## BEGIN Records supplied

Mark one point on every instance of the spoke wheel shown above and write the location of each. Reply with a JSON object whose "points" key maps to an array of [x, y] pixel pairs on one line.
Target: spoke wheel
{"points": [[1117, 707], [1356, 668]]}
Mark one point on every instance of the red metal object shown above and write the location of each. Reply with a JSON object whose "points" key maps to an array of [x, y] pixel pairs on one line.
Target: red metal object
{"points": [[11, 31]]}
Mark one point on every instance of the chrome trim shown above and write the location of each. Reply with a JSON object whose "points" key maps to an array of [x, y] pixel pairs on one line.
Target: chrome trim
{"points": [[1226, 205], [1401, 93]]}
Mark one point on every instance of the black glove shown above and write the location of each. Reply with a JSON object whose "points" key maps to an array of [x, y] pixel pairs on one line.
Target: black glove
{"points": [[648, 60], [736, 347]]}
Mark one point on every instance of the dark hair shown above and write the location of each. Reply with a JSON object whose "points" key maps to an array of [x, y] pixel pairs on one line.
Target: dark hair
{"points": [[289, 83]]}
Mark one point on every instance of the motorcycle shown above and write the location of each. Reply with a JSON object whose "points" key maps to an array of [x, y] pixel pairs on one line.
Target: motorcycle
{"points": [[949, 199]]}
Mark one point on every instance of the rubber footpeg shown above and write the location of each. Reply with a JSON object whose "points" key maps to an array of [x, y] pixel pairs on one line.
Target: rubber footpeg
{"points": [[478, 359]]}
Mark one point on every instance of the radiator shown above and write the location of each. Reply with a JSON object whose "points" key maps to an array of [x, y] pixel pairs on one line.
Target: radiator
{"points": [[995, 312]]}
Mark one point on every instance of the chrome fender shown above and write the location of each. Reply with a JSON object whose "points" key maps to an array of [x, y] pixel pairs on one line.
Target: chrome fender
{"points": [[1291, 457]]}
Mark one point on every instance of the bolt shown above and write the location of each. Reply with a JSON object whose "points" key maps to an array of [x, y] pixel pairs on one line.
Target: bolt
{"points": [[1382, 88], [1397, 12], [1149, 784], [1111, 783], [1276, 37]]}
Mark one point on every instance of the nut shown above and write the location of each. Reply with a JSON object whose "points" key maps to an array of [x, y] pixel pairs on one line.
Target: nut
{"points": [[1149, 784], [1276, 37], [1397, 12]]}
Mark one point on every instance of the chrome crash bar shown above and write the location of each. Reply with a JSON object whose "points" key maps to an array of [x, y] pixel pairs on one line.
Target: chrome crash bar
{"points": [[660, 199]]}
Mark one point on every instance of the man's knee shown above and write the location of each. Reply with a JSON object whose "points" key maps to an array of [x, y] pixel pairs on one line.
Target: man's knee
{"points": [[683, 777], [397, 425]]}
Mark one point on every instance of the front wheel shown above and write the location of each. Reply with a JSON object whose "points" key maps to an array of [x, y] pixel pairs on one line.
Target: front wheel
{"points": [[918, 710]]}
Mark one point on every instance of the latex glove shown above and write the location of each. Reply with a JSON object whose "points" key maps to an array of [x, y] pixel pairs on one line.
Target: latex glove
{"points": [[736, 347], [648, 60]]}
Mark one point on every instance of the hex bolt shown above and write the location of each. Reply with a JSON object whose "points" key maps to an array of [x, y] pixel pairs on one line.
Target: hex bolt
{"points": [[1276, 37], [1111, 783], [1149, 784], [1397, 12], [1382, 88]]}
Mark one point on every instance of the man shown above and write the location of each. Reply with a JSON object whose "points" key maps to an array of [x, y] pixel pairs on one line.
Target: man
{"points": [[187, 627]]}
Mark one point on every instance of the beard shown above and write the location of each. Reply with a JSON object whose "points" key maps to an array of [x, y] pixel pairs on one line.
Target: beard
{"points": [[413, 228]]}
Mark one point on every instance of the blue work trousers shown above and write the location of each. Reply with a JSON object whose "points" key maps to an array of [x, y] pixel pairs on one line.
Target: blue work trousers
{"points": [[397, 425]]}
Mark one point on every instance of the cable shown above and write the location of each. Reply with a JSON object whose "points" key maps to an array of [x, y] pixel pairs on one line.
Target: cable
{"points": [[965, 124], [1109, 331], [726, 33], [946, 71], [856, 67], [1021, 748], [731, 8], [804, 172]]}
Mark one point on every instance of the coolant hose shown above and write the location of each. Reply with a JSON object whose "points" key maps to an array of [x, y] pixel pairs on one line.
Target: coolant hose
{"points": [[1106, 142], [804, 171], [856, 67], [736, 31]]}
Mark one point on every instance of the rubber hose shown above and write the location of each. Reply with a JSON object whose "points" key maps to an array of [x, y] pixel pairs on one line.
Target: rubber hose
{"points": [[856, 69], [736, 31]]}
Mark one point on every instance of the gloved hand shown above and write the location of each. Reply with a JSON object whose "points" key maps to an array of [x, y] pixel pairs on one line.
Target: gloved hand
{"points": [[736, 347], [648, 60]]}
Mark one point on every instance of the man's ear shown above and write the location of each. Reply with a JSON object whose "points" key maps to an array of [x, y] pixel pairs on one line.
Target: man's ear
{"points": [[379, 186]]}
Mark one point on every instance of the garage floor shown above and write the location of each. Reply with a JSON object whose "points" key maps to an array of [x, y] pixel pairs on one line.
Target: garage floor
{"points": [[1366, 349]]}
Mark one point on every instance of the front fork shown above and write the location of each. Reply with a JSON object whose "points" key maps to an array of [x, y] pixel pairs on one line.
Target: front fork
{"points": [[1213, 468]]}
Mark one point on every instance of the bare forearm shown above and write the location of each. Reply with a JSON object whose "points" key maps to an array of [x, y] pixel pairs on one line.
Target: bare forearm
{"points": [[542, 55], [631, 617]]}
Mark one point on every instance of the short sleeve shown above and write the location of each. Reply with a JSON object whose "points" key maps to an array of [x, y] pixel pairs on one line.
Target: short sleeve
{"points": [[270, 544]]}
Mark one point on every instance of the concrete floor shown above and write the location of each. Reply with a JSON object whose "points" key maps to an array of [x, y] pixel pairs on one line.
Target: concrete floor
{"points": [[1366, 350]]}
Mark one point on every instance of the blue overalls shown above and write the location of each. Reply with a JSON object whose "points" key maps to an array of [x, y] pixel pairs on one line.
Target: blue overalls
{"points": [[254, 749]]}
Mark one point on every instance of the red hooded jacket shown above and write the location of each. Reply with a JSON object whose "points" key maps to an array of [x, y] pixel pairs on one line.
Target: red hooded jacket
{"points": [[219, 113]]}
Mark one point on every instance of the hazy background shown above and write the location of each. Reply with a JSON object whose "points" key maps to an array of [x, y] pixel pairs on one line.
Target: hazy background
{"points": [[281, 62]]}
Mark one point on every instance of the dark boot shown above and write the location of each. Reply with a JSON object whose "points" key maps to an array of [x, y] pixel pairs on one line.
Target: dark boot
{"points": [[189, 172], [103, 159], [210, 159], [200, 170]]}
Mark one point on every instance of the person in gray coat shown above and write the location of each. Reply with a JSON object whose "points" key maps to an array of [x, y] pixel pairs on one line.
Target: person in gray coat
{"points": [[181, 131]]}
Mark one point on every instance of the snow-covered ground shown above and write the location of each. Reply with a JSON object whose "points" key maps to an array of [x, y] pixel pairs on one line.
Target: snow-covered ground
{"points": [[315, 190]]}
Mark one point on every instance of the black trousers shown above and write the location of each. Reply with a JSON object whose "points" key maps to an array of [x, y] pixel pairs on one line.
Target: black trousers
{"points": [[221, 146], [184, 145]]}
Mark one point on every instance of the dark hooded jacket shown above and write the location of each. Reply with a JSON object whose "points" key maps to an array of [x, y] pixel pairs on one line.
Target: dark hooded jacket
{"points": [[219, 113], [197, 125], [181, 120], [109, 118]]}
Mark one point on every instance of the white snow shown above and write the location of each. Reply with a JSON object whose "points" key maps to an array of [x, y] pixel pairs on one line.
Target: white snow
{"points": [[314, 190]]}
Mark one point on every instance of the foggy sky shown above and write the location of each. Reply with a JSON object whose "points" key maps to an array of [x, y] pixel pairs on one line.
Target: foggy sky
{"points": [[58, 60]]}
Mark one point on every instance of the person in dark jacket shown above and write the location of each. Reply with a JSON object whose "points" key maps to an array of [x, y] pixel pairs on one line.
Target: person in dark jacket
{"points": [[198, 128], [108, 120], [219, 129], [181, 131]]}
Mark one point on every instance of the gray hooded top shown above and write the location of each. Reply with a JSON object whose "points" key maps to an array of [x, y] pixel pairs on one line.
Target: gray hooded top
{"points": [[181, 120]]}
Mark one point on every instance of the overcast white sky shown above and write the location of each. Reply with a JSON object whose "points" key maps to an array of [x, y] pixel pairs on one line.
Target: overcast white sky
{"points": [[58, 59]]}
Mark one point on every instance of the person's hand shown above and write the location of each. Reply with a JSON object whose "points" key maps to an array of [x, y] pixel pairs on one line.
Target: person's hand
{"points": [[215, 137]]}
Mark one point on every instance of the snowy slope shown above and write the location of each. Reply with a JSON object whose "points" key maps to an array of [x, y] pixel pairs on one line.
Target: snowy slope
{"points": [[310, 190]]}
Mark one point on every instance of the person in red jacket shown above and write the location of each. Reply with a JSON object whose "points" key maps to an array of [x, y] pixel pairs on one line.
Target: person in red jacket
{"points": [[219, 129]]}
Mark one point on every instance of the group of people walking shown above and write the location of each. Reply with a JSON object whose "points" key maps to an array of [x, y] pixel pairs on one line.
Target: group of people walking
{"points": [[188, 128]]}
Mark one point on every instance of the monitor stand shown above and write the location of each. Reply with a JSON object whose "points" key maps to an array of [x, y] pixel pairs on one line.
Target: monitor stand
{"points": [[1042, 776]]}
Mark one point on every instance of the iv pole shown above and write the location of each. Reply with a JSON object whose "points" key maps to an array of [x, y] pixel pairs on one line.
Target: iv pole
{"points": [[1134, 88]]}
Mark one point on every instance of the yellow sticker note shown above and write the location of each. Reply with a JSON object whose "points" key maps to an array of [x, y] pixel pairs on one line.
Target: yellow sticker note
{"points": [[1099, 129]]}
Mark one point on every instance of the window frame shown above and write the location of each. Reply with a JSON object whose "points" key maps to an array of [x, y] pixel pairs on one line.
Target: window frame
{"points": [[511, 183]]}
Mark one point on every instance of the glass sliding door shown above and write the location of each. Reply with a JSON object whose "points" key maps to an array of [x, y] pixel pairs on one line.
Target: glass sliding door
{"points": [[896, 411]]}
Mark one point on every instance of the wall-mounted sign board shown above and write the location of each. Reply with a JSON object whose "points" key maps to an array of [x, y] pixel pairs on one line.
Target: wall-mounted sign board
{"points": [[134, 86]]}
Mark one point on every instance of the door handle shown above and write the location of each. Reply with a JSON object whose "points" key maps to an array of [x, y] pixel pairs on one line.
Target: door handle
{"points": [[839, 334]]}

## END Records supplied

* Directive *
Your answer should consist only of the lines from the one with "Mark one point on every instance of the group" through the end of the data above, reproduced exactly.

* Written response *
Mark one point on every instance of the group of people walking shown above and write the location of each. Reply with a JSON object whose "points" key maps to an array of [x, y] pixel pairs on one line.
Target: group of people walking
{"points": [[188, 128]]}
Mark one point on every instance of the monitor stand shown above and write the location of each. Reply with a JSON object whose "points" key maps to an array of [x, y] pixel pairs on one line.
Target: monitor stand
{"points": [[1042, 776]]}
Mark one point on every instance of the iv pole shown above and write the location of each. Reply with a JSON object whose "points" key maps to an array of [x, y] pixel pairs on one line.
Target: iv pole
{"points": [[1134, 88]]}
Mark one point on every instance of the yellow sticker note shown above and write the location of each. Reply with a JSON object whose "points" key maps to an array of [x, y] pixel pairs on one line.
Target: yellow sticker note
{"points": [[1099, 129]]}
Mark one point on every instance of the window frame shown above and write the location of each. Reply with a JSON object whose "points" key maps to an array of [x, y] pixel pairs on one line.
Target: window frame
{"points": [[511, 183]]}
Mark one point on every instance of the glass sliding door shown above and write the location of each. Reply with a JSON object whose "points" key maps to an array of [x, y] pixel pairs on one line.
Target: glass sliding door
{"points": [[896, 411]]}
Mark one point on every instance of the wall-mounted sign board shown above and write the location of each. Reply with a JSON object whose "points" key maps to an array of [x, y] pixel pairs on one line.
Target: wall-mounted sign board
{"points": [[134, 86]]}
Mark one point on every instance of the door handle shown above and write the location of each. Reply with a JSON object whose "points" key maps to an array of [x, y] pixel pairs on one line.
Target: door handle
{"points": [[839, 334]]}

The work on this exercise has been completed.